_EXERCISE DIRECTIONS:_ Reproduce each of the lines below verbatim, without any changes.

_ITEMS:_

::::::

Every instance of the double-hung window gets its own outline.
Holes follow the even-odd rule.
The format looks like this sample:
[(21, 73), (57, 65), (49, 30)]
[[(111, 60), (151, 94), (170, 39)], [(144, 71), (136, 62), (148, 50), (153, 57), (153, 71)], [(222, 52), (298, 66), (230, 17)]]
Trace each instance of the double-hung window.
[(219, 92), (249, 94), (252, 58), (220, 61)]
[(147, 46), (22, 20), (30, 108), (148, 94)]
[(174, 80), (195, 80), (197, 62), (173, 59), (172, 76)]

::::::

_ANSWER TO THE EXERCISE:_
Every instance of the double-hung window gets its own outline.
Holes follow the even-odd rule.
The format looks like this sample:
[(21, 73), (57, 65), (49, 30)]
[[(111, 60), (151, 94), (170, 39)], [(144, 71), (136, 62), (148, 50), (153, 57), (153, 71)], [(222, 52), (298, 66), (230, 17)]]
Trace each instance of the double-hung window.
[(219, 92), (249, 94), (252, 58), (220, 61)]
[(147, 46), (22, 20), (30, 108), (148, 94)]
[(174, 80), (195, 80), (197, 62), (173, 59), (172, 76)]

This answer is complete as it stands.